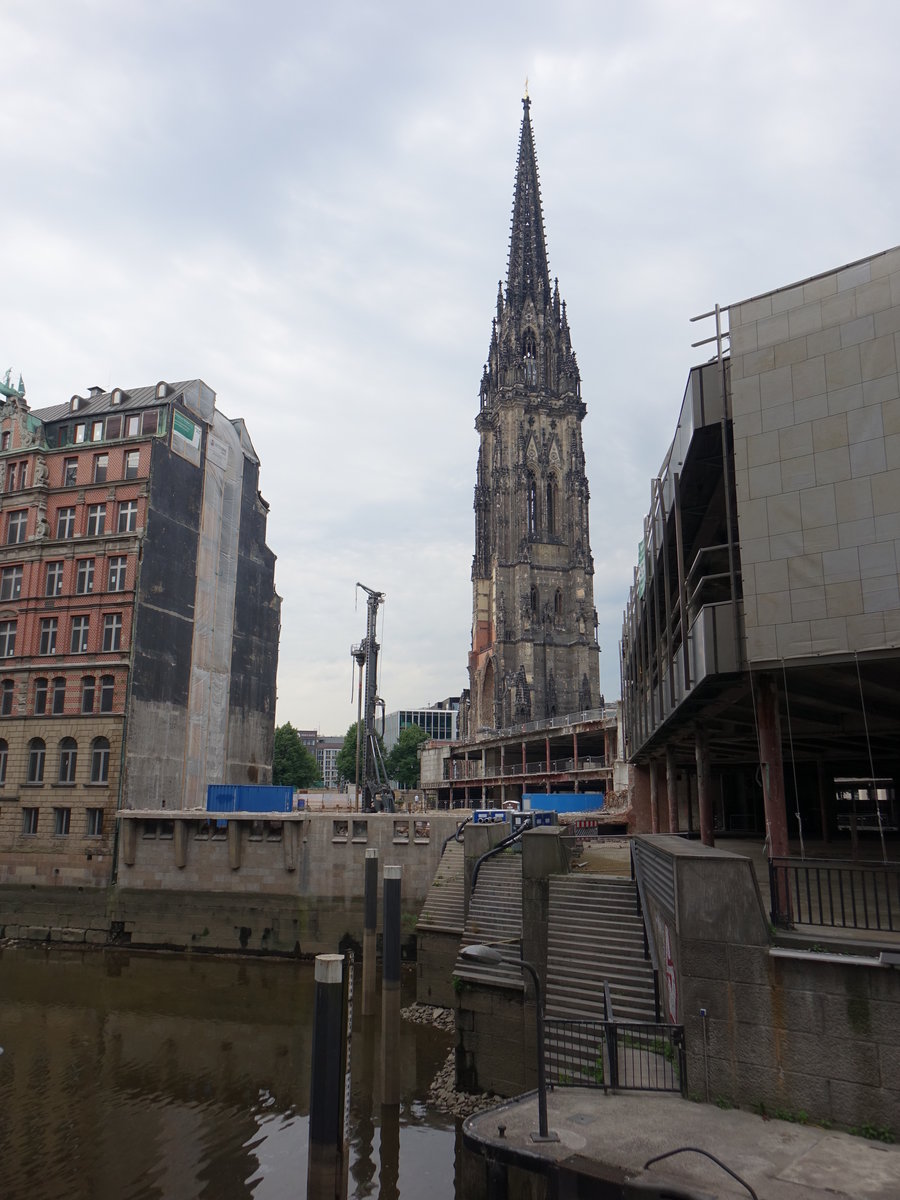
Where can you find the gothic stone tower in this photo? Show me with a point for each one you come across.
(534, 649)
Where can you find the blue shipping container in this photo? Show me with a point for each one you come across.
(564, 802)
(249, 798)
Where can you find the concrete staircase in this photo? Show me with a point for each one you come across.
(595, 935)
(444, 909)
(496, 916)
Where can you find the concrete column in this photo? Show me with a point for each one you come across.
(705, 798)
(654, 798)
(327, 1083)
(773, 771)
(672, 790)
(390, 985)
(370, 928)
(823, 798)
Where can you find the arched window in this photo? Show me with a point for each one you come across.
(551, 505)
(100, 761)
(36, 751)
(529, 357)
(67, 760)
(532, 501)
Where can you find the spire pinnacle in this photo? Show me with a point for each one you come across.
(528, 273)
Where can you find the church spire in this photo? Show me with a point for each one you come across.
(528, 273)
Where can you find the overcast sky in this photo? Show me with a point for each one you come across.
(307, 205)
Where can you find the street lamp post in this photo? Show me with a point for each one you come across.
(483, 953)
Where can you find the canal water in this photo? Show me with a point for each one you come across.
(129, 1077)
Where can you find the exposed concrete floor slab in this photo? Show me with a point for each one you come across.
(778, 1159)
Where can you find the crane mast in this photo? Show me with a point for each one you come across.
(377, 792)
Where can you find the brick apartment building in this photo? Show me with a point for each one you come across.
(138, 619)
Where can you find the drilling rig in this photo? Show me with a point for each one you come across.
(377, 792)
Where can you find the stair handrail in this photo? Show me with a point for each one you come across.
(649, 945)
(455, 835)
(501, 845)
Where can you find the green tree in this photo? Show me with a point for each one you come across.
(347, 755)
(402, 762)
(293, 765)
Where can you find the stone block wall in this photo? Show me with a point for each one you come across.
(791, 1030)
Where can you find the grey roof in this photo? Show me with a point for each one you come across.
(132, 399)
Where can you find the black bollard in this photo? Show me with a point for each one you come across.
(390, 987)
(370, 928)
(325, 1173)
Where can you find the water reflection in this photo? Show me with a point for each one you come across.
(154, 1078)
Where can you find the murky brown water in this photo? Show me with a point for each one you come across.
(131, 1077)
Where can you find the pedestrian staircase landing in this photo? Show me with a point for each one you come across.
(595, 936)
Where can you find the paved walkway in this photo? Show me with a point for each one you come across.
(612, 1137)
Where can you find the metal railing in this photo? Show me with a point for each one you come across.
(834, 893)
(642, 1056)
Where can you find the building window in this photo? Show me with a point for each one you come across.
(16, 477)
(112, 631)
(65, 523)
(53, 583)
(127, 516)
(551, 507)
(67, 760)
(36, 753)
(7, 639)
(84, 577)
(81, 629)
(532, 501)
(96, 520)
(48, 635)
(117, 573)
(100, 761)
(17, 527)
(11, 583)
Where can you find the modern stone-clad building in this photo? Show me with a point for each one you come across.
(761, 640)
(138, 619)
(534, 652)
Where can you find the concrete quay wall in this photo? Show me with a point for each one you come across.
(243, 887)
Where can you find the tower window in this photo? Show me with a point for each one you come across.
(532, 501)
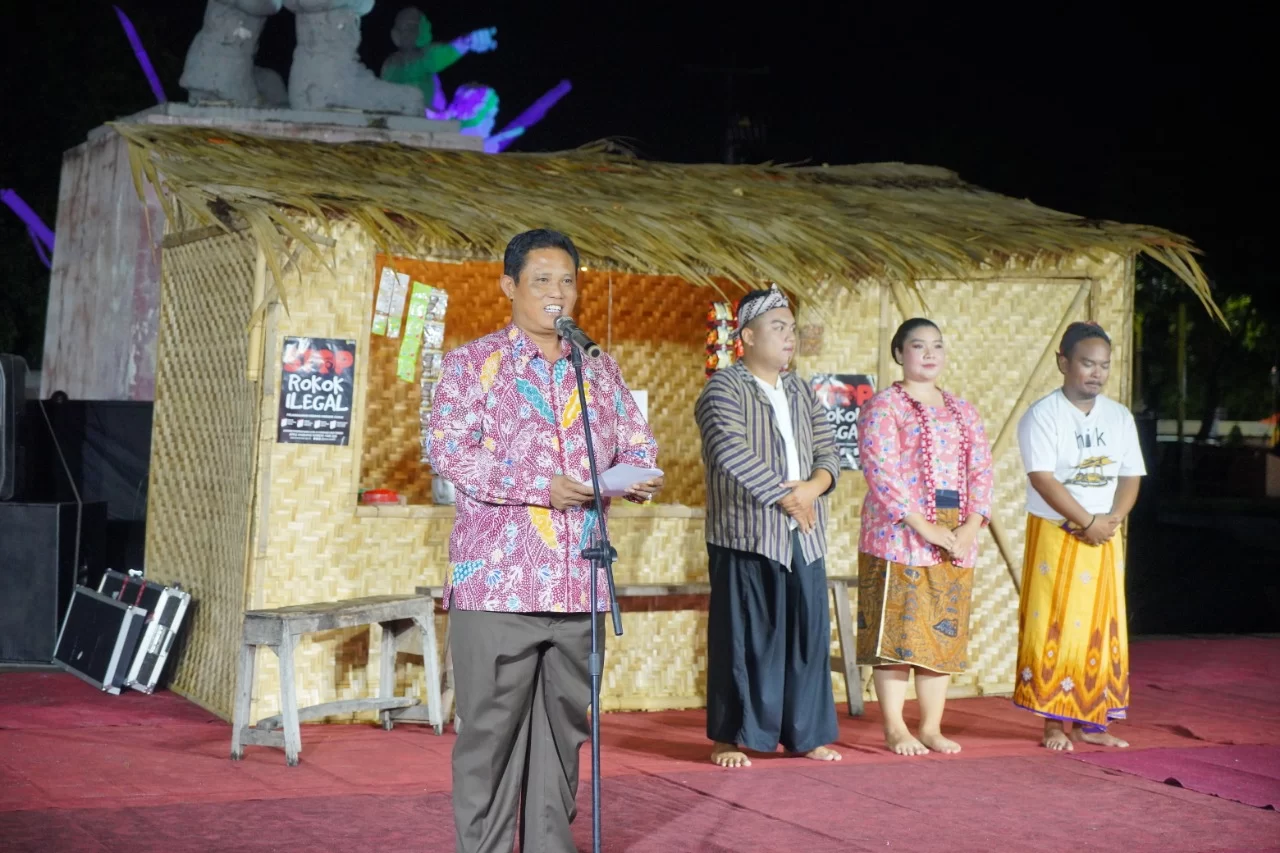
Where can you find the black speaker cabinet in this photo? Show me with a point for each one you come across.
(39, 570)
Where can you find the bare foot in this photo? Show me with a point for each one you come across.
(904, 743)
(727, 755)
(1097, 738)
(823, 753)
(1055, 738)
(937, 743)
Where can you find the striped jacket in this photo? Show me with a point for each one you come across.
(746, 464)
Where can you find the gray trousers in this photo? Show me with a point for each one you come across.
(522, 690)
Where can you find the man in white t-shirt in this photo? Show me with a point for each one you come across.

· · · ·

### WHAT NEEDS TO BE DONE
Quote all of the records above word for word, but leave the pictures out.

### OUTPUT OF THE TASK
Where can you find the gothic stone tower in this photo? Show me with a point for each one you come across.
(534, 649)
Where can you find the blue shipping container in this photo? Show me with a point for each one you come across.
(564, 802)
(249, 798)
Where can you find the concrete staircase in this photo? Show me with a point for each one you come across.
(595, 935)
(444, 909)
(496, 916)
Where can you find the concrete column in this photo? Show me with a point for each one you come across.
(705, 798)
(654, 798)
(327, 1083)
(773, 771)
(672, 790)
(390, 985)
(370, 928)
(823, 798)
Where can you find the arched window in this photo? Show me with a point for each one you come across.
(551, 505)
(100, 761)
(36, 751)
(529, 357)
(67, 760)
(532, 501)
Where can you find the spire pinnacle in this photo? Show me with a point for each one you come across.
(528, 273)
Where can you find the church spire in this photo? Show me with a point for each one you come across.
(528, 273)
Where can you find the overcast sky in this photo? Show me with a point for each one you come across.
(307, 205)
Where can you find the street lamp post in this photo? Show me with a point for each one you come across.
(483, 953)
Where can you find the canal water in this photo? Show me with a point for each one you come across.
(129, 1077)
Where can you find the exposed concrete floor slab in this photo? Show me with a point for each one you come across.
(778, 1159)
Where can you find the crane mast in this photo? Show me with a point for each one you come across.
(377, 792)
Where can you find the brick apartment building in this photo? Show me with a point for each one you come across.
(138, 619)
Where can you find the drilling rig in this photo? Show me with a point for each one you come across.
(377, 792)
Where can you find the stair handrail in this photo? Show me with a point for each one you come across.
(649, 945)
(455, 835)
(501, 845)
Where can you find the green tree in this photo? Show me with a point for each one you come across.
(347, 755)
(402, 762)
(293, 765)
Where can you find the stone block wall in this photo? Show me with a point for each one you come across.
(791, 1030)
Where can you find the grey roof in this photo? Show me with a point for each one you come across.
(132, 399)
Where can you find the black bollard in this photo? Show me with a point for each one you come across.
(390, 987)
(370, 928)
(325, 1173)
Where can you find the water reflection in this photo? Show me with a point for each one you come across.
(154, 1078)
Where can you find the murky brown water in this photo? Show me with a point for each one you come across.
(131, 1077)
Where can you find the pedestrian staircase landing in this photo? Show me with a point for each one you come across.
(595, 936)
Where can you find the paved walkway in this photo? Show me with a point for each one you come across.
(612, 1137)
Where can you find the metal railing in this photo? Show me with a point for each one you come across.
(834, 893)
(642, 1056)
Where can you find the building window in this photo? Show me with a point for each one you come across.
(16, 477)
(112, 631)
(65, 523)
(53, 583)
(127, 516)
(551, 507)
(67, 760)
(36, 753)
(7, 639)
(84, 577)
(81, 629)
(532, 501)
(96, 520)
(48, 635)
(117, 573)
(100, 761)
(17, 527)
(11, 583)
Where can you find the modern stone-clad building in this photo? Show me with a point for each one you come across.
(761, 640)
(138, 619)
(534, 652)
Where can you find the concrete quay wall in this photo? Show me with a point for each one you come across.
(243, 887)
Where can you find the tower window in this photo? Show me with a point for each one you come across.
(532, 501)
Where can you find the black speaker cabinet in this photo? Show me with a point for each one you come across.
(39, 570)
Where can you find the bare foot in this photo? Show me with a point for each one you come across.
(904, 743)
(727, 755)
(1097, 738)
(823, 753)
(1055, 738)
(937, 743)
Where can you find the striped jacket in this photo? Show me with a point for each one you come across.
(746, 464)
Where can you find the gray trousers in this photo? Show me with a point for each one you come across.
(522, 690)
Where can you find the man in white t-shirt in this photo? Show me with a point for each one you come across.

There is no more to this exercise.